> _SET PROBLEM_
Could you reproduce all of the data below line for line, without changing any wording, and leave the pictures out of your answer?
[Begin]
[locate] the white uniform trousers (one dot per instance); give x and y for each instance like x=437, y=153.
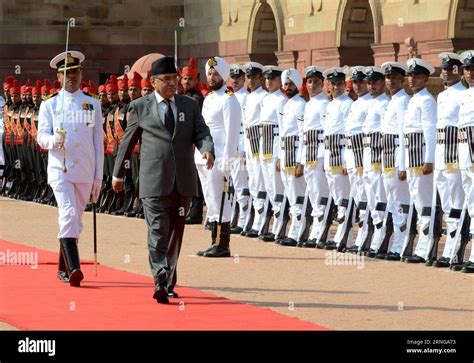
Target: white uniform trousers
x=317, y=189
x=257, y=188
x=212, y=182
x=452, y=196
x=72, y=199
x=294, y=190
x=240, y=179
x=273, y=185
x=421, y=194
x=397, y=194
x=356, y=180
x=375, y=191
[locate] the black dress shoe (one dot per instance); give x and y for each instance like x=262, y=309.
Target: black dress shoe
[End]
> _SOLVED PROBLEM_
[locate] the white uniform trousers (one dot per instance); give x and y for each instance like x=437, y=153.
Target: white uniform trousers
x=317, y=189
x=257, y=188
x=212, y=182
x=452, y=196
x=72, y=199
x=294, y=190
x=240, y=179
x=273, y=185
x=421, y=194
x=397, y=194
x=356, y=180
x=375, y=191
[locate] the black dress shoe (one dot per instance); give x and y for each instance like x=262, y=309.
Target: black dress shoe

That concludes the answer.